___ Raw data ___

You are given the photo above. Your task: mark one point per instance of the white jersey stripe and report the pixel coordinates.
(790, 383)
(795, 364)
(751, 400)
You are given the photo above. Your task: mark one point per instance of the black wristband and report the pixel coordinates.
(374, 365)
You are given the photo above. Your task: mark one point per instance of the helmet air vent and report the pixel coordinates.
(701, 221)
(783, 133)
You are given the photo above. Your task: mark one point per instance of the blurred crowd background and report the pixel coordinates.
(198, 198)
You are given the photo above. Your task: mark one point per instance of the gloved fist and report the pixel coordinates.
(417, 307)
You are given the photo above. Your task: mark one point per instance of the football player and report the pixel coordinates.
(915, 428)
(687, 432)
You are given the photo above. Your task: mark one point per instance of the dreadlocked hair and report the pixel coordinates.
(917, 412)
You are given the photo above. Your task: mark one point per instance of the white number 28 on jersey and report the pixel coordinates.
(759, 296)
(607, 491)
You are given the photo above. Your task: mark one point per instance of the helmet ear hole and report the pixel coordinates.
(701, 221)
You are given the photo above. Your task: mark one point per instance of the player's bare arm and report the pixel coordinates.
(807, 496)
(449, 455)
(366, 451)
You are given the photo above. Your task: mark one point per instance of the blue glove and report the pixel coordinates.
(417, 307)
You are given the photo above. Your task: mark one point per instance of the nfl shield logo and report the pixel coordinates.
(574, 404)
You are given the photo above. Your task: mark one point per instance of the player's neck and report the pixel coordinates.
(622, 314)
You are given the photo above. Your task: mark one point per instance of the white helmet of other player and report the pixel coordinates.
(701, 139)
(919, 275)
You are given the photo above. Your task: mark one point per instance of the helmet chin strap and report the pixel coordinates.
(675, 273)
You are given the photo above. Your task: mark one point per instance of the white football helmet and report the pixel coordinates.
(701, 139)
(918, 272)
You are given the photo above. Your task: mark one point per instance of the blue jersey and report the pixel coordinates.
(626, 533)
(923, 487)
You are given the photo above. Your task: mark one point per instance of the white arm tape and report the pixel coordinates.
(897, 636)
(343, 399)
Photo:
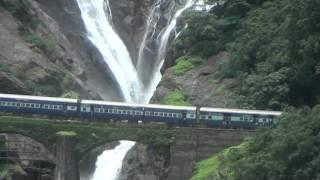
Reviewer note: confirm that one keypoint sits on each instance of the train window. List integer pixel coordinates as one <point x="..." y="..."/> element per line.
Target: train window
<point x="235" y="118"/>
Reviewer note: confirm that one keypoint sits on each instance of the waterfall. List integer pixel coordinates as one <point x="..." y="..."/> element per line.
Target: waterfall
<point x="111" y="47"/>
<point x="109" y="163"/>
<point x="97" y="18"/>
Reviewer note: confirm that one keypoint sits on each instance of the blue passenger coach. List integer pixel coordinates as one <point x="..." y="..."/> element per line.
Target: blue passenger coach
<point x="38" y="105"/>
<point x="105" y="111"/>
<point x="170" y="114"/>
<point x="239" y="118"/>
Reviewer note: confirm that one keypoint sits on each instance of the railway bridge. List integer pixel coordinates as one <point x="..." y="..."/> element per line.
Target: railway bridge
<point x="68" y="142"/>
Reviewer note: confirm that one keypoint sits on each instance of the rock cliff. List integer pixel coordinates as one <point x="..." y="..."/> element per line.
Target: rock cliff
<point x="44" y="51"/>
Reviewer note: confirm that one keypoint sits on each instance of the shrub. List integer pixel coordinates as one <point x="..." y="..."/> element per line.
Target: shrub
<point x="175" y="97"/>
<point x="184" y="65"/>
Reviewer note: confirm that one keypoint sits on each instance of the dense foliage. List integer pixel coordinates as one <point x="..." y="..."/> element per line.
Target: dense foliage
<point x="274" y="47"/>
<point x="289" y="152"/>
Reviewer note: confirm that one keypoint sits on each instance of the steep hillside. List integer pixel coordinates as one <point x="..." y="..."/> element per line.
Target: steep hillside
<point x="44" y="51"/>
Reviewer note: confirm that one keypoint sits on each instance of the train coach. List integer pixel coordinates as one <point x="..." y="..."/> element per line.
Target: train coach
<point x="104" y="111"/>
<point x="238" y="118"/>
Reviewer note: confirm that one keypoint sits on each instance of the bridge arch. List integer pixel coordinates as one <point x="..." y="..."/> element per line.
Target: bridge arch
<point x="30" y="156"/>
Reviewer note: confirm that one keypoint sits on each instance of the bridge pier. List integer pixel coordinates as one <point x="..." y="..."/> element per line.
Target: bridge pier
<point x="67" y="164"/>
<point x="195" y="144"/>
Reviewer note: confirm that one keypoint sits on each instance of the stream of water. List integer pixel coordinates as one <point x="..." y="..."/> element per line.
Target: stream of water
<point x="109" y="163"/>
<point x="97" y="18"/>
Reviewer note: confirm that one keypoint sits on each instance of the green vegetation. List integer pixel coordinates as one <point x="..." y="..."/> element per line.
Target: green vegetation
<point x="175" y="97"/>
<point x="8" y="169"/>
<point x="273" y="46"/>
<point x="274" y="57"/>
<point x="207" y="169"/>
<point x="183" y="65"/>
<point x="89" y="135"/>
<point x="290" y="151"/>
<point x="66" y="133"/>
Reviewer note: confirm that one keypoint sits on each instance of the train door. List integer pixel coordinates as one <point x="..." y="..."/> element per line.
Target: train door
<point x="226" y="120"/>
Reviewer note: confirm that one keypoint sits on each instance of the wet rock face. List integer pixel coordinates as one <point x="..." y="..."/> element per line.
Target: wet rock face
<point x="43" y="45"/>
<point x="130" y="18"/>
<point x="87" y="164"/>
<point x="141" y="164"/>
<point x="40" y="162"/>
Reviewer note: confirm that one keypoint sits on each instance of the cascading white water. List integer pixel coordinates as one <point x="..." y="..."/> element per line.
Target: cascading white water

___

#### [Instructions for the task]
Reproduce the entries above word for word. Pictures stay out.

#### [Answer section]
You are given the photo above. Your task: mark one point per instance of the white jersey stripe and report the pixel coordinates.
(790, 383)
(795, 364)
(751, 400)
You are given the photo above. Your task: mark one point per instance of the black wristband and report the pixel coordinates.
(374, 365)
You are given the photo above. Your task: mark one point per instance of the helmet air vent and report the pixel coordinates.
(701, 221)
(783, 133)
You are given the photo above. Your task: mark one point per instance of the blurred crowd background and report the pixel coordinates.
(198, 198)
You are given the photo above. Your task: mark one point per instance of the gloved fist and report the pixel coordinates.
(417, 307)
You are given the photo above. Your task: mark one point per instance of the football player and report the pixel coordinates.
(915, 428)
(687, 432)
You are given the photo above. Your task: mark one point per instance of the dreadlocked hair and report the pixel coordinates.
(917, 412)
You are given the photo above. Your task: mark one point per instance of the white number 28 on jersey and report the pixel coordinates.
(759, 296)
(607, 491)
You are given the photo above. Your task: mark one point per instance of the helmet ear hole and report the pixel coordinates.
(701, 221)
You are given the photo above. Your task: mark one point per instance of the player's bare arm and report the pixel coordinates.
(807, 496)
(449, 455)
(366, 451)
You are given the photo above. Your task: mark one point per instance of the blue glove and report the pixel coordinates.
(417, 307)
You are given the photo above. Your task: mark one point per instance of the nfl shield logo and report the pixel coordinates.
(574, 404)
You are given the photo above. Your task: mark one point per instance of the player's neck and report the pixel coordinates.
(622, 314)
You are given the photo above. Your task: mark one point per instance of the white helmet of other player and report the pixel coordinates.
(701, 139)
(919, 275)
You are given the photo above. Your task: mark one point per instance of the helmet chin strap and report the pixel coordinates.
(675, 273)
You are given the photo above. Your task: mark one point per instance of the white football helmet and report the pixel coordinates.
(701, 139)
(918, 272)
You are given the photo above. Your task: mark one point per instance of the blue jersey and report the pixel coordinates.
(626, 533)
(923, 487)
You are given the photo above. Your task: mark one point per instance of the white arm tape and report the pixel coordinates.
(897, 636)
(343, 399)
Photo:
Reviewer note: confirm that one keypoint sits on each instance of the train window. List integer pixel coordinates as one <point x="..." y="..."/> element per line.
Target: train window
<point x="235" y="118"/>
Reviewer note: confirm that one keypoint sits on each instance of the waterfall. List integer pixel coordinates as one <point x="..." y="..."/> element per line.
Target: waterfall
<point x="111" y="47"/>
<point x="109" y="163"/>
<point x="97" y="18"/>
Reviewer note: confirm that one keypoint sits on each instance of the blue passenger coach. List integer pixel coordinates as one <point x="..." y="..."/> element per line.
Target: blue passenger coach
<point x="38" y="105"/>
<point x="105" y="111"/>
<point x="170" y="114"/>
<point x="239" y="118"/>
Reviewer note: confirm that one keypoint sits on each instance of the railway bridge. List integer pixel coordinates as one <point x="..." y="..."/> element per line.
Target: railway bridge
<point x="68" y="142"/>
Reviewer note: confirm that one keypoint sits on each instance of the rock cliff. List integer pixel coordinates as one <point x="..." y="..."/> element per line.
Target: rock cliff
<point x="44" y="51"/>
Reviewer note: confirm that one keypoint sits on each instance of the shrub. List integer pixel coordinates as one <point x="..." y="..."/> element per line.
Target: shrub
<point x="175" y="97"/>
<point x="184" y="65"/>
Reviewer note: confirm that one keypoint sits on each instance of the dense foliage. List integer pixel coordinates as one <point x="..." y="..."/> element per line.
Target: dense foliage
<point x="274" y="47"/>
<point x="289" y="152"/>
Reviewer note: confirm that one keypoint sits on each instance of the steep hillside. List integer pixel coordinates as one <point x="..." y="..."/> element per line.
Target: steep hillside
<point x="44" y="51"/>
Reviewer note: confirm that one keypoint sits on each instance of the train coach. List integer pixel coordinates as one <point x="..." y="..."/> element per line.
Target: train coach
<point x="104" y="111"/>
<point x="238" y="118"/>
Reviewer note: confirm that one keypoint sits on each instance of the bridge arch. List integer pixel coordinates as one <point x="..." y="..."/> element per line.
Target: bridge arch
<point x="30" y="156"/>
Reviewer note: confirm that one keypoint sits on each instance of the bridge pier. List integer pixel coordinates as one <point x="..." y="..."/> element per line.
Target: bridge pier
<point x="67" y="164"/>
<point x="195" y="144"/>
Reviewer note: confirm that one keypoint sits on each instance of the stream of water. List integer pixel coordinates as one <point x="..." y="..."/> element per line.
Target: stream of water
<point x="109" y="163"/>
<point x="97" y="18"/>
Reviewer note: confirm that one keypoint sits on each instance of the green vegetation. List integer pixel coordinates as one <point x="..." y="..."/> element per line.
Target: green vegetation
<point x="175" y="97"/>
<point x="8" y="169"/>
<point x="273" y="46"/>
<point x="274" y="57"/>
<point x="207" y="169"/>
<point x="183" y="65"/>
<point x="89" y="135"/>
<point x="290" y="151"/>
<point x="66" y="133"/>
Reviewer note: confirm that one keypoint sits on each instance of the train door. List integer pixel coordinates as one <point x="..." y="..."/> element per line.
Target: train door
<point x="226" y="120"/>
Reviewer note: confirm that one keypoint sits on each instance of the wet rock face. List integer pixel coordinates as one <point x="..." y="..."/> element per line.
Target: wet rock face
<point x="43" y="45"/>
<point x="130" y="18"/>
<point x="87" y="164"/>
<point x="141" y="164"/>
<point x="40" y="162"/>
Reviewer note: confirm that one keypoint sits on each instance of the cascading white water. List integer pixel coordinates as one <point x="..." y="..."/> element per line.
Target: cascading white water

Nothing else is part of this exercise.